During the last two years of her life, Rendu became progressively blind. She died on 7 February 1856 after a brief illness.

Her funeral was held at St. Médard Church, after which a large crowd followed her remains to Montparnasse Cemetery.

L'Univers, the principal Catholic newspaper of the time, edited by Louis Veuillot, wrote: "Our readers understand the significance of the sadness that has come upon the poor of Paris. They join their sufferings with the tears and prayers of the unfortunate". Le Constitutionnel, the newspaper of the anti-clerical left, announced her death: "The unfortunate people of the 12th district have just experienced a regrettable loss. Sr. Rosalie, Superior of the Community at rue de l'Epée de Bois died yesterday after a long illness. For many years this respectable woman was the salvation of the numerous needy in this district". The official newspaper of the French Empire, le Moniteur Universel, wrote: "Funeral honors were given to Sr. Rosalie with unusual splendor. For more than fifty years this holy woman was a friend to others in a district where there are many unfortunate people to care for and all these grateful people accompanied her remains to the church and to the cemetery. A guard of honor was part of the cortege".

== Legacy ==

=== Veneration ===
Many visitors came to Rendu's grave to meditate and pray but had difficulty locating the common gravesite reserved for the Daughters of Charity. The body was then moved to a more accessible plot, close to the entrance of the cemetery. On the simple tomb surmounted by a large Cross are engraved these words: "To Sister Rosalie, from her grateful friends, the rich and the poor". Flowers continue to be placed at her gravesite.

She was beatified on the 9th of November, 2003 by Pope John Paul II.

• Parts of the exercise
1. According to the passage about Rosalie Rendu, in which church was her funeral held?
2. Condense the paragraph of the passage about Rosalie Rendu that begins "Many visitors came to Rendu's grave" into a short bulleted list that keeps its main facts.
3. Reproduce the part of the passage about Rosalie Rendu between "During the last" and "to Montparnasse Cemetery.", inclusive.
Use only the passage about Rosalie Rendu as your source.

• Source data
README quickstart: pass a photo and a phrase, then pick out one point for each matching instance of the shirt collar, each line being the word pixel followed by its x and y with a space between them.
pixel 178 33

• Problem solutions
1. St. Médard Church

2.
- Many visitors came to pray at Rendu's grave but had trouble finding the common gravesite of the Daughters of Charity.
- Her body was moved to a more accessible plot near the cemetery entrance.
- The simple tomb has a large Cross and the engraved words "To Sister Rosalie, from her grateful friends, the rich and the poor".
- Flowers are still placed at her gravesite.

3.
During the last two years of her life, Rendu became progressively blind. She died on 7 February 1856 after a brief illness.

Her funeral was held at St. Médard Church, after which a large crowd followed her remains to Montparnasse Cemetery.